Direction
Edit the rows from the start through the line containing "289L150 289L131 292L115", changing "person's leg" to "human leg" and keeping everything else the same. Leave the pictures out of your answer.

Saved entries:
-----

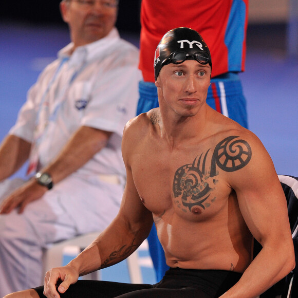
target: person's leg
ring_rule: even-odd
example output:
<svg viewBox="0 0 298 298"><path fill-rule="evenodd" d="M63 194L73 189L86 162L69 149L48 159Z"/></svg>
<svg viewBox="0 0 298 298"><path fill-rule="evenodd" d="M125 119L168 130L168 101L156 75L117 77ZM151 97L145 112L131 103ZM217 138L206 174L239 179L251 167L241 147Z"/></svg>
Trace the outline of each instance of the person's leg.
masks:
<svg viewBox="0 0 298 298"><path fill-rule="evenodd" d="M4 296L3 298L39 298L40 296L36 291L33 289L15 292Z"/></svg>
<svg viewBox="0 0 298 298"><path fill-rule="evenodd" d="M40 285L43 248L59 239L58 230L62 235L60 226L65 238L76 232L57 198L50 199L30 203L22 214L0 215L0 296Z"/></svg>
<svg viewBox="0 0 298 298"><path fill-rule="evenodd" d="M61 294L61 298L114 298L123 294L134 291L151 289L152 285L144 284L125 284L105 282L103 281L78 281L71 285L64 294ZM38 293L37 297L46 298L43 294L43 286L34 289ZM13 296L9 298L15 298ZM28 296L29 298L30 296ZM24 296L24 298L27 298ZM34 296L34 298L35 298Z"/></svg>
<svg viewBox="0 0 298 298"><path fill-rule="evenodd" d="M206 102L218 113L248 128L246 101L237 74L229 73L212 79Z"/></svg>
<svg viewBox="0 0 298 298"><path fill-rule="evenodd" d="M199 289L150 289L131 292L115 298L213 298Z"/></svg>
<svg viewBox="0 0 298 298"><path fill-rule="evenodd" d="M120 185L69 177L23 213L0 215L0 296L41 285L43 249L103 230L117 215L122 194Z"/></svg>

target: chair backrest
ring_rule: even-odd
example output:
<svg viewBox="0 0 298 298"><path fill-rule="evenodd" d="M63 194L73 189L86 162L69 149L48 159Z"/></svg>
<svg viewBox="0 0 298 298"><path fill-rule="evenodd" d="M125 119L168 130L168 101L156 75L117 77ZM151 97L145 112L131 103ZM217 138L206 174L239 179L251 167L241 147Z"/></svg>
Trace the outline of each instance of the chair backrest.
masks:
<svg viewBox="0 0 298 298"><path fill-rule="evenodd" d="M278 178L287 199L288 214L294 244L296 266L288 276L260 295L260 298L298 297L298 178L279 175ZM259 244L255 240L255 256L261 248Z"/></svg>

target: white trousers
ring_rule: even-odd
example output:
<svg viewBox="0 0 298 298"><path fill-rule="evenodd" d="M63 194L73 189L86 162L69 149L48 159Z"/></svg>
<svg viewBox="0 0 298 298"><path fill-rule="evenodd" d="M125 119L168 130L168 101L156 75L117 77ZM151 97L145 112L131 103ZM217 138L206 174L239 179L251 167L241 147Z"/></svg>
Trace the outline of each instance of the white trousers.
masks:
<svg viewBox="0 0 298 298"><path fill-rule="evenodd" d="M0 183L0 200L24 183ZM43 249L102 231L117 215L124 185L70 176L25 208L0 215L0 297L41 285Z"/></svg>

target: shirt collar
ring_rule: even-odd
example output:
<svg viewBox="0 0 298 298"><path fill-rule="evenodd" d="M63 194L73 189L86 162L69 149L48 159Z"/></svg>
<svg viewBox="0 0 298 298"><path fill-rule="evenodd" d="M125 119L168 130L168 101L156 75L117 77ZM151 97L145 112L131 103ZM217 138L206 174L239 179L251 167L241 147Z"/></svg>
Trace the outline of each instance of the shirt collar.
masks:
<svg viewBox="0 0 298 298"><path fill-rule="evenodd" d="M111 45L120 39L118 30L114 28L109 34L102 39L84 46L78 47L71 53L73 49L73 43L71 42L58 52L58 58L69 58L69 66L81 64L88 62L98 57L99 53L105 55L108 52Z"/></svg>

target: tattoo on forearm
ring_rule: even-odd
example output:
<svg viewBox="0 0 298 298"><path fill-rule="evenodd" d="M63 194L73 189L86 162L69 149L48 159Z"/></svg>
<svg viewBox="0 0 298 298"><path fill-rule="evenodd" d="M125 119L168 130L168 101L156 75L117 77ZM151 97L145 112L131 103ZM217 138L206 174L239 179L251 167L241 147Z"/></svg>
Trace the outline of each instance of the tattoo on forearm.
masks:
<svg viewBox="0 0 298 298"><path fill-rule="evenodd" d="M216 197L212 195L218 182L215 179L219 169L234 172L245 166L251 158L251 149L247 142L232 136L226 138L215 146L209 170L207 169L207 156L210 148L197 156L192 164L179 167L175 174L173 192L178 207L185 212L187 209L194 214L200 214L213 202ZM208 201L208 199L209 199ZM181 205L182 204L182 205Z"/></svg>
<svg viewBox="0 0 298 298"><path fill-rule="evenodd" d="M104 268L109 265L117 263L126 258L138 247L138 245L134 244L135 239L134 239L132 244L127 246L123 245L119 250L113 251L109 257L102 264L100 269Z"/></svg>

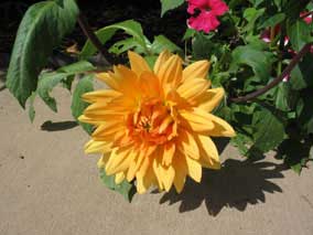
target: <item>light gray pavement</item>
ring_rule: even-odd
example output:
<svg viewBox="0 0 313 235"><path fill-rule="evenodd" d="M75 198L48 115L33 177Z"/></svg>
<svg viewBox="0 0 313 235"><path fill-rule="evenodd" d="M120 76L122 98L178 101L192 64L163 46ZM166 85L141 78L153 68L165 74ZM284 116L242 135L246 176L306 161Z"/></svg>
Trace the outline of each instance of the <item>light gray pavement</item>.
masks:
<svg viewBox="0 0 313 235"><path fill-rule="evenodd" d="M136 195L129 204L101 184L98 157L83 151L88 136L69 128L69 94L54 94L58 114L37 100L30 124L0 92L0 235L313 234L312 168L298 177L270 156L249 162L229 146L225 168L205 172L202 184L188 181L180 195ZM63 122L41 130L46 120Z"/></svg>

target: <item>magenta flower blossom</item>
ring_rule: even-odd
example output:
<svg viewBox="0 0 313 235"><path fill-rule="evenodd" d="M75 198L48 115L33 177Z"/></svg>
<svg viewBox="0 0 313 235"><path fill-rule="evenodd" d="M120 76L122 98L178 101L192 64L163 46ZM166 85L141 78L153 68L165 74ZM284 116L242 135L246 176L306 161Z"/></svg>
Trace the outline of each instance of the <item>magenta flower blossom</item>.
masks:
<svg viewBox="0 0 313 235"><path fill-rule="evenodd" d="M187 0L187 12L193 14L187 21L188 26L205 33L216 30L219 25L217 17L228 11L227 4L222 0Z"/></svg>

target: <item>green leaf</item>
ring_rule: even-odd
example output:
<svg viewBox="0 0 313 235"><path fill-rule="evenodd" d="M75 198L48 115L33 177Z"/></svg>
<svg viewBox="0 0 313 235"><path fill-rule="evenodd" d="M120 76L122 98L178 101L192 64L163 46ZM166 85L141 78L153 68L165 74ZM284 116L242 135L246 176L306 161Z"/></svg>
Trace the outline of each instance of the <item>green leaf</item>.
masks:
<svg viewBox="0 0 313 235"><path fill-rule="evenodd" d="M29 104L30 104L30 106L29 106L29 118L30 118L30 120L31 120L31 122L33 122L34 121L34 119L35 119L35 108L34 108L34 102L35 102L35 97L36 97L36 93L35 92L33 92L32 93L32 95L31 95L31 97L29 98Z"/></svg>
<svg viewBox="0 0 313 235"><path fill-rule="evenodd" d="M184 36L183 36L183 40L186 41L186 40L188 40L188 39L194 38L195 33L196 33L195 30L193 30L193 29L186 29L186 32L185 32L185 34L184 34Z"/></svg>
<svg viewBox="0 0 313 235"><path fill-rule="evenodd" d="M125 53L129 50L133 50L137 53L143 53L144 52L144 49L142 49L142 46L139 45L138 42L133 38L129 38L129 39L116 42L109 49L109 52L115 53L117 55L120 55L121 53Z"/></svg>
<svg viewBox="0 0 313 235"><path fill-rule="evenodd" d="M244 18L248 21L242 29L244 32L250 32L255 28L256 21L265 13L266 9L247 8L244 12Z"/></svg>
<svg viewBox="0 0 313 235"><path fill-rule="evenodd" d="M290 84L295 90L313 86L313 54L306 54L291 72Z"/></svg>
<svg viewBox="0 0 313 235"><path fill-rule="evenodd" d="M56 102L50 93L63 78L63 74L43 73L39 79L37 94L53 111L57 111Z"/></svg>
<svg viewBox="0 0 313 235"><path fill-rule="evenodd" d="M313 133L312 92L312 88L302 90L302 108L298 114L298 122L306 133Z"/></svg>
<svg viewBox="0 0 313 235"><path fill-rule="evenodd" d="M284 125L267 108L260 107L253 114L255 145L252 149L268 152L284 139Z"/></svg>
<svg viewBox="0 0 313 235"><path fill-rule="evenodd" d="M285 19L284 13L277 13L272 17L270 17L268 20L266 20L259 29L268 28L268 26L276 26L280 22L282 22Z"/></svg>
<svg viewBox="0 0 313 235"><path fill-rule="evenodd" d="M144 49L144 52L149 54L147 44L150 44L149 40L143 35L142 28L140 23L133 20L127 20L120 23L115 23L108 26L105 26L96 32L96 35L99 38L100 42L105 44L110 40L117 30L123 30L127 34L133 36L134 42L138 46ZM87 40L82 52L80 57L86 58L94 55L97 52L97 49L93 43Z"/></svg>
<svg viewBox="0 0 313 235"><path fill-rule="evenodd" d="M160 0L161 1L161 17L164 15L166 11L175 9L184 3L184 0Z"/></svg>
<svg viewBox="0 0 313 235"><path fill-rule="evenodd" d="M290 108L290 95L291 95L291 89L290 89L290 84L289 83L280 83L276 87L276 107L282 111L289 111Z"/></svg>
<svg viewBox="0 0 313 235"><path fill-rule="evenodd" d="M306 43L312 42L311 29L301 19L287 28L292 47L300 51Z"/></svg>
<svg viewBox="0 0 313 235"><path fill-rule="evenodd" d="M67 75L74 75L94 70L96 70L96 67L91 63L87 61L78 61L76 63L60 67L56 72L66 73Z"/></svg>
<svg viewBox="0 0 313 235"><path fill-rule="evenodd" d="M282 4L283 11L290 20L290 23L299 19L299 15L304 11L305 6L311 0L285 0L285 3Z"/></svg>
<svg viewBox="0 0 313 235"><path fill-rule="evenodd" d="M52 89L61 82L67 82L67 78L74 76L75 74L93 70L95 70L95 67L89 62L80 61L71 65L63 66L56 72L42 73L40 75L36 93L53 111L57 111L56 100L55 98L50 96ZM72 81L73 79L71 79L71 82ZM71 84L66 85L69 86Z"/></svg>
<svg viewBox="0 0 313 235"><path fill-rule="evenodd" d="M131 202L133 195L136 194L136 188L132 183L123 180L120 184L116 184L115 175L107 175L105 169L100 170L100 178L107 188L117 191L127 201Z"/></svg>
<svg viewBox="0 0 313 235"><path fill-rule="evenodd" d="M93 85L94 77L93 76L94 75L86 75L78 82L73 93L72 106L71 106L73 117L83 127L83 129L89 135L93 132L93 126L78 121L78 117L83 114L85 108L87 108L88 106L88 103L85 103L82 99L82 95L94 90L94 85Z"/></svg>
<svg viewBox="0 0 313 235"><path fill-rule="evenodd" d="M272 53L259 50L255 46L245 45L237 46L231 55L233 62L230 71L237 71L239 65L245 64L249 65L261 81L267 82L269 79L273 62Z"/></svg>
<svg viewBox="0 0 313 235"><path fill-rule="evenodd" d="M164 50L168 50L170 52L177 52L181 55L183 54L183 50L180 46L177 46L175 43L171 42L166 36L164 35L154 36L154 41L151 45L150 51L153 54L160 54Z"/></svg>
<svg viewBox="0 0 313 235"><path fill-rule="evenodd" d="M23 108L26 99L36 89L37 75L53 47L74 29L77 14L74 0L64 0L64 8L60 8L54 1L39 2L24 14L7 77L7 87Z"/></svg>
<svg viewBox="0 0 313 235"><path fill-rule="evenodd" d="M207 60L211 57L213 49L216 47L211 38L212 35L204 35L202 33L196 34L192 44L193 57L195 60Z"/></svg>
<svg viewBox="0 0 313 235"><path fill-rule="evenodd" d="M285 139L278 148L277 157L284 160L294 172L301 173L310 158L312 143L300 139Z"/></svg>

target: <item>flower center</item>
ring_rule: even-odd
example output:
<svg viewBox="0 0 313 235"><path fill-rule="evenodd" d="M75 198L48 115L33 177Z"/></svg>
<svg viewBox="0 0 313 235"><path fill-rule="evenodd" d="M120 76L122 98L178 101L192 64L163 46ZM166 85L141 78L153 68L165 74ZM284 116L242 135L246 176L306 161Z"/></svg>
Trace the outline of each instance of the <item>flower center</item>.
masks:
<svg viewBox="0 0 313 235"><path fill-rule="evenodd" d="M142 103L127 117L128 135L136 142L163 145L176 136L176 118L172 105L159 99Z"/></svg>

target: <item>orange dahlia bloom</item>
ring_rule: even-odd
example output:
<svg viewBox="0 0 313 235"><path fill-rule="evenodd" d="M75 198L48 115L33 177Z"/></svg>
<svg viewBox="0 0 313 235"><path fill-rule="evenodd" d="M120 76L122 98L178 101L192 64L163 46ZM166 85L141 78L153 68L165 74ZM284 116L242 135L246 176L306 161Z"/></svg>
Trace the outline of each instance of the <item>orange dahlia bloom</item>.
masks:
<svg viewBox="0 0 313 235"><path fill-rule="evenodd" d="M219 169L211 137L233 137L234 129L209 114L224 96L209 88L209 62L186 68L177 55L163 52L153 71L140 55L128 53L130 67L117 65L97 77L109 88L86 93L90 103L79 117L95 125L87 153L99 152L99 168L116 183L136 179L137 191L151 185L183 190L186 175L201 181L202 167Z"/></svg>

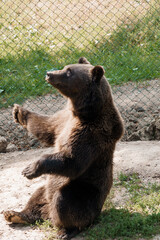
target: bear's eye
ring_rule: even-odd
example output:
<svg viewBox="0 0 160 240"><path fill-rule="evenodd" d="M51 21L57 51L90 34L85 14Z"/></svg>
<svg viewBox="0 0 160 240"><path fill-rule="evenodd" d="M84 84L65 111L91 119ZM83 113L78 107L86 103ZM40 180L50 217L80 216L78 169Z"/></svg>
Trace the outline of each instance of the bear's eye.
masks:
<svg viewBox="0 0 160 240"><path fill-rule="evenodd" d="M70 76L71 76L71 74L72 74L72 71L71 71L71 69L70 69L70 68L68 68L68 69L67 69L67 77L70 77Z"/></svg>

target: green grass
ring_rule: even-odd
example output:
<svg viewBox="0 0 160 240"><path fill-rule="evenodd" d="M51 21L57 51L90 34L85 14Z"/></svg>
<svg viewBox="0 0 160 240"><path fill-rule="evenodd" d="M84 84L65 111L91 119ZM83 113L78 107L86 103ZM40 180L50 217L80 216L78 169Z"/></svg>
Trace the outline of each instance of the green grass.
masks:
<svg viewBox="0 0 160 240"><path fill-rule="evenodd" d="M46 71L76 63L80 56L87 57L93 65L103 65L106 77L114 85L160 77L160 8L154 5L140 20L135 16L129 23L117 26L109 36L107 32L106 37L99 34L96 42L88 39L81 47L78 34L85 38L85 29L77 35L75 31L72 38L62 33L56 39L54 36L55 46L59 43L61 46L53 50L51 34L47 45L46 36L35 29L29 30L28 26L17 25L14 32L5 29L9 37L1 48L0 108L54 92L45 83ZM99 26L93 33L97 31L101 31Z"/></svg>
<svg viewBox="0 0 160 240"><path fill-rule="evenodd" d="M125 204L114 204L114 197L125 189ZM117 193L118 190L118 193ZM124 191L123 191L124 192ZM57 229L49 221L37 224L45 233L45 240L55 239ZM114 182L103 211L94 225L81 237L85 240L151 239L160 234L160 185L144 184L138 174L120 174Z"/></svg>
<svg viewBox="0 0 160 240"><path fill-rule="evenodd" d="M112 195L119 187L126 189L127 201L123 207L107 200L97 224L84 234L86 240L151 239L160 234L160 185L144 184L137 174L121 174L114 183Z"/></svg>

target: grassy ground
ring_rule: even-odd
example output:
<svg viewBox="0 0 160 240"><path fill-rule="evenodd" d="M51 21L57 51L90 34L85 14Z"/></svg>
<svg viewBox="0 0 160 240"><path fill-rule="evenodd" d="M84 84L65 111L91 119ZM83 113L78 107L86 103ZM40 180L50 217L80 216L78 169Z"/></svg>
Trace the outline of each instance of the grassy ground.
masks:
<svg viewBox="0 0 160 240"><path fill-rule="evenodd" d="M9 9L8 6L6 12ZM16 20L20 24L16 25L10 16L7 19L8 26L3 21L0 26L3 33L0 58L0 108L8 107L14 102L22 102L30 96L53 92L44 81L46 71L52 68L61 69L68 63L76 63L80 56L86 56L93 65L103 65L111 84L154 79L160 76L158 4L153 5L147 13L142 11L141 17L132 9L133 14L130 12L128 18L120 21L118 27L115 27L115 22L118 22L115 19L113 26L115 30L110 29L111 23L105 29L103 27L105 21L100 19L97 22L98 20L91 19L92 24L91 22L87 22L90 23L89 26L82 24L83 27L78 30L74 24L74 29L70 29L72 30L70 33L60 24L59 28L55 26L52 29L53 33L48 30L48 34L47 26L43 29L43 24L37 28L25 24L23 19L27 14L24 15L24 12L18 14L17 9L15 8ZM126 8L122 9L124 13ZM129 6L126 12L128 9ZM148 5L144 9L149 9ZM114 11L112 5L112 15L119 16L120 11L117 13ZM18 19L20 16L24 18ZM42 17L42 13L39 17ZM122 19L122 16L119 16L119 19Z"/></svg>
<svg viewBox="0 0 160 240"><path fill-rule="evenodd" d="M101 216L81 237L86 240L135 240L151 239L160 234L159 190L160 185L144 184L136 173L120 174ZM117 196L121 199L116 200ZM39 227L47 232L47 240L54 239L56 229L53 230L48 221Z"/></svg>

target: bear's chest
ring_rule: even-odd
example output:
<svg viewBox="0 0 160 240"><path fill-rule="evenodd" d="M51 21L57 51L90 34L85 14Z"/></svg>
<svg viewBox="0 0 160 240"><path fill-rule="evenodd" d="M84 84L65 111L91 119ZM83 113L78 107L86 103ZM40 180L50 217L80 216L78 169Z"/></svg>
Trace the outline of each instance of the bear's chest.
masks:
<svg viewBox="0 0 160 240"><path fill-rule="evenodd" d="M55 141L55 152L66 150L73 132L71 124L66 124Z"/></svg>

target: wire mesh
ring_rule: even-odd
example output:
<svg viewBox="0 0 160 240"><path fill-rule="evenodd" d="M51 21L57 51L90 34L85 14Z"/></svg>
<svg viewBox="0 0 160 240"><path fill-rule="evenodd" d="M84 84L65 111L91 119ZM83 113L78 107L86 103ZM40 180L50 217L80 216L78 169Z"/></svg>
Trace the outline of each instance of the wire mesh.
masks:
<svg viewBox="0 0 160 240"><path fill-rule="evenodd" d="M103 65L124 118L123 140L160 139L159 0L2 0L0 15L0 136L9 143L39 146L13 123L11 108L62 108L44 76L81 56Z"/></svg>

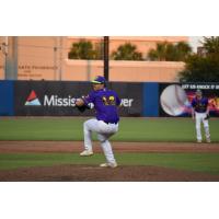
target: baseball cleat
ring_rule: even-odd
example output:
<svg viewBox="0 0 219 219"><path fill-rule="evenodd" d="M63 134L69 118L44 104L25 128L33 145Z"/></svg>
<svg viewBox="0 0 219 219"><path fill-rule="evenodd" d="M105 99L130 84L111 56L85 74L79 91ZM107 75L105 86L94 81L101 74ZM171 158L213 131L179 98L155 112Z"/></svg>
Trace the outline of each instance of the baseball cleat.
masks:
<svg viewBox="0 0 219 219"><path fill-rule="evenodd" d="M118 164L115 162L115 163L102 163L100 165L101 168L117 168Z"/></svg>
<svg viewBox="0 0 219 219"><path fill-rule="evenodd" d="M91 151L91 150L84 150L84 151L82 151L82 152L80 153L80 155L82 155L82 157L93 155L93 151Z"/></svg>

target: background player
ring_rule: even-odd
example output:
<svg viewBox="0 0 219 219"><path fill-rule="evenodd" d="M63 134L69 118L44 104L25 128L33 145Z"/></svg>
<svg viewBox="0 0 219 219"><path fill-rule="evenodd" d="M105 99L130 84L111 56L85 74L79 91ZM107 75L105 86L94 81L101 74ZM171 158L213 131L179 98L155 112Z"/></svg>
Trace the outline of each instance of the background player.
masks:
<svg viewBox="0 0 219 219"><path fill-rule="evenodd" d="M206 141L210 142L210 132L209 132L209 124L208 124L208 116L209 116L209 106L208 106L208 99L203 97L203 92L200 90L196 91L196 96L192 101L192 117L195 118L196 122L196 137L197 142L201 142L201 130L200 124L204 124Z"/></svg>
<svg viewBox="0 0 219 219"><path fill-rule="evenodd" d="M106 158L106 163L101 164L101 166L116 168L117 163L108 138L118 131L117 106L120 105L120 100L115 91L105 88L105 82L104 77L97 76L92 81L93 91L87 97L76 102L78 106L93 104L96 111L96 118L89 119L83 124L85 150L80 155L93 154L91 136L95 131Z"/></svg>

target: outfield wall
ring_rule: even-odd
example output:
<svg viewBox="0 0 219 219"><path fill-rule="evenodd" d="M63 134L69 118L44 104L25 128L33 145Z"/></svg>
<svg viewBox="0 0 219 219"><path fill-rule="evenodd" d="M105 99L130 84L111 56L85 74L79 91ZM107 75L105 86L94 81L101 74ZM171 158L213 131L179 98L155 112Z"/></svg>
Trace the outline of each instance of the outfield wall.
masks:
<svg viewBox="0 0 219 219"><path fill-rule="evenodd" d="M120 116L189 116L196 89L209 97L211 116L219 116L219 83L110 82L122 99ZM0 116L92 116L73 107L91 91L90 82L0 81Z"/></svg>

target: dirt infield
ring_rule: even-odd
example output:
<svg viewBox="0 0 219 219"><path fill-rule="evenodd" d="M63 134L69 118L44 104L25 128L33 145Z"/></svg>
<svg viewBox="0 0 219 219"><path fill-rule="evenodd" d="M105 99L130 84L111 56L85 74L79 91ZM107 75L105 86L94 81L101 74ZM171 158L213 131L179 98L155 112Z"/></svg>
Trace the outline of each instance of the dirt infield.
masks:
<svg viewBox="0 0 219 219"><path fill-rule="evenodd" d="M0 153L80 152L82 142L73 141L0 141ZM113 142L119 152L219 152L219 143ZM101 152L97 142L94 152ZM219 181L219 175L178 171L159 166L118 166L101 169L95 165L55 165L0 171L0 181L73 181L73 182L185 182Z"/></svg>

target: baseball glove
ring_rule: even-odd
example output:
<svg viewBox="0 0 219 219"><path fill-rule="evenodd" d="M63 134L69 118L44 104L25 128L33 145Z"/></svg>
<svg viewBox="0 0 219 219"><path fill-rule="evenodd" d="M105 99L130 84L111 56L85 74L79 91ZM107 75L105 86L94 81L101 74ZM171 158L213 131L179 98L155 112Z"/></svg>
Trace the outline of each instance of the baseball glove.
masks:
<svg viewBox="0 0 219 219"><path fill-rule="evenodd" d="M206 117L204 118L205 120L209 119L210 116L207 114Z"/></svg>
<svg viewBox="0 0 219 219"><path fill-rule="evenodd" d="M84 96L81 96L80 97L81 100L84 100ZM82 105L82 106L78 106L78 105L76 105L76 107L78 108L78 111L80 112L80 113L83 113L84 111L87 111L87 110L90 110L91 108L91 106L90 105Z"/></svg>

-----

Solution below
target: human leg
ring_rule: even-odd
example output:
<svg viewBox="0 0 298 298"><path fill-rule="evenodd" d="M63 194L73 189L86 162L69 149L48 159Z"/></svg>
<svg viewBox="0 0 298 298"><path fill-rule="evenodd" d="M125 119L168 130L168 101L156 75L117 77ZM151 97L145 112L131 103ZM217 138L206 174L239 179L251 167L241 147Z"/></svg>
Trace the outline of each instance of the human leg.
masks:
<svg viewBox="0 0 298 298"><path fill-rule="evenodd" d="M4 296L3 298L39 298L40 296L36 291L33 289L15 292Z"/></svg>
<svg viewBox="0 0 298 298"><path fill-rule="evenodd" d="M40 285L43 248L59 239L58 230L62 235L60 226L65 238L76 232L57 198L50 199L30 203L22 214L0 215L0 296Z"/></svg>
<svg viewBox="0 0 298 298"><path fill-rule="evenodd" d="M61 294L61 298L114 298L123 294L134 291L151 289L152 285L144 284L125 284L105 282L103 281L78 281L71 285L64 294ZM38 293L37 297L46 298L43 294L43 286L34 289ZM13 296L9 298L15 298ZM28 296L29 298L30 296ZM24 296L24 298L27 298ZM34 296L34 298L35 298Z"/></svg>
<svg viewBox="0 0 298 298"><path fill-rule="evenodd" d="M206 102L218 113L248 128L246 101L237 74L229 73L212 79Z"/></svg>
<svg viewBox="0 0 298 298"><path fill-rule="evenodd" d="M199 289L150 289L131 292L115 298L213 298Z"/></svg>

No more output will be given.